(Input records begins)

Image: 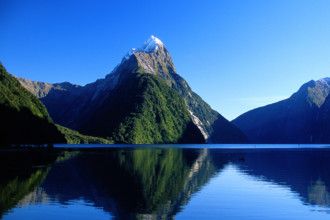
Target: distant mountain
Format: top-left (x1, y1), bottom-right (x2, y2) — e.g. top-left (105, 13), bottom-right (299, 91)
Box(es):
top-left (0, 63), bottom-right (66, 145)
top-left (0, 63), bottom-right (111, 145)
top-left (18, 78), bottom-right (81, 99)
top-left (19, 36), bottom-right (246, 144)
top-left (233, 78), bottom-right (330, 143)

(Input records ends)

*Problem to work on*.
Would you repeat the entries exactly, keeping the images out?

*Written response*.
Image: 
Target: distant mountain
Format: top-left (x1, y1), bottom-right (x2, y2) — e.g. top-left (105, 13), bottom-right (299, 91)
Box(es):
top-left (0, 63), bottom-right (66, 145)
top-left (0, 63), bottom-right (111, 145)
top-left (18, 78), bottom-right (81, 99)
top-left (19, 36), bottom-right (246, 144)
top-left (233, 78), bottom-right (330, 143)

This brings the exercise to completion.